• 练习任务: 把下面的全部数据改写成两列 CSV，列名为 input 和 output，每条数据占一行。input 列放该条的文本，output 列放其答案，两者各占一个带引号的字段，字段中的换行一律换成空格。

----------

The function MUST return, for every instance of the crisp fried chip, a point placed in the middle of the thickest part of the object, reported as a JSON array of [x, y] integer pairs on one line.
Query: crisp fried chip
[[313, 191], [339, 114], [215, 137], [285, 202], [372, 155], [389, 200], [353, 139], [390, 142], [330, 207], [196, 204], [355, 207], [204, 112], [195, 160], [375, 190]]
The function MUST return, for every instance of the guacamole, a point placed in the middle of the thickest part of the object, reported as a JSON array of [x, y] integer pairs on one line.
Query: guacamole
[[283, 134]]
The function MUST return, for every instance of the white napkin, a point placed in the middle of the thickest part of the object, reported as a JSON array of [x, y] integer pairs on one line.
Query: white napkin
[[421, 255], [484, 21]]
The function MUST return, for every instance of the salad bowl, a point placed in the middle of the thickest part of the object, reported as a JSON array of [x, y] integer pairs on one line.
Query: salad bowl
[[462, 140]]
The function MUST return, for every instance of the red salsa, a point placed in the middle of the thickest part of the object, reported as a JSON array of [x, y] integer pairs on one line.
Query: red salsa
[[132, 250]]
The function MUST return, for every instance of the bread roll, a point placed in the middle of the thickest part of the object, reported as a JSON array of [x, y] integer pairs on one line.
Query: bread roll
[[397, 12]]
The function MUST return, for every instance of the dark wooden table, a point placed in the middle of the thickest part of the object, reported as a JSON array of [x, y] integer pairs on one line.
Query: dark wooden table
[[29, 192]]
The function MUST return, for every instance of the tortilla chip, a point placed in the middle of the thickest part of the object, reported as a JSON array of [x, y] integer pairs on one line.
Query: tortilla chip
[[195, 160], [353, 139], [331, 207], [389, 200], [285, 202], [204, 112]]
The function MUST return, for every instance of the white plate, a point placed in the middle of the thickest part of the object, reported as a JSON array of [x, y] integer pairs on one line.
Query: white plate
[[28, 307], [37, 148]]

----------

• 参考答案:
input,output
"The function MUST return, for every instance of the crisp fried chip, a point placed in the middle of the thickest part of the object, reported as a JSON array of [x, y] integer pairs on one line. Query: crisp fried chip","[[313, 191], [339, 114], [215, 137], [285, 202], [372, 155], [389, 200], [353, 139], [390, 142], [330, 207], [196, 204], [355, 207], [204, 112], [195, 160], [375, 190]]"
"The function MUST return, for every instance of the guacamole, a point placed in the middle of the thickest part of the object, reported as a JSON array of [x, y] integer pairs on one line. Query: guacamole","[[283, 134]]"
"The function MUST return, for every instance of the white napkin, a point placed in the middle of the thickest part of the object, reported as a JSON array of [x, y] integer pairs on one line. Query: white napkin","[[421, 255], [484, 21]]"
"The function MUST return, for every instance of the salad bowl, a point placed in the middle of the thickest part of the object, reported as a JSON array of [x, y] integer pairs on one line. Query: salad bowl","[[462, 140]]"
"The function MUST return, for every instance of the red salsa, a point placed in the middle of the thickest part of the object, reported as a JSON array of [x, y] integer pairs on one line. Query: red salsa","[[132, 250]]"
"The function MUST return, for every instance of the bread roll, a point placed in the middle of the thickest part of the object, reported as a JSON array of [x, y] integer pairs on one line. Query: bread roll","[[397, 12]]"
"The function MUST return, for every instance of the dark wooden table, a point placed in the middle of the thickest part of the object, reported as a JSON array of [x, y] integer pairs on one line. Query: dark wooden table","[[29, 192]]"
"The function MUST return, for every instance of the tortilla chip, a point placed in the middle of the thickest part of the object, reported as a JSON array of [x, y] integer pairs on one line. Query: tortilla chip","[[195, 160], [353, 139], [331, 207], [389, 200], [285, 202], [204, 112]]"
"The function MUST return, for every instance of the white plate, a point placed in the middle of the thickest part of the object, reported as a JSON array of [x, y] integer pairs on one line. Query: white plate","[[28, 307], [37, 148]]"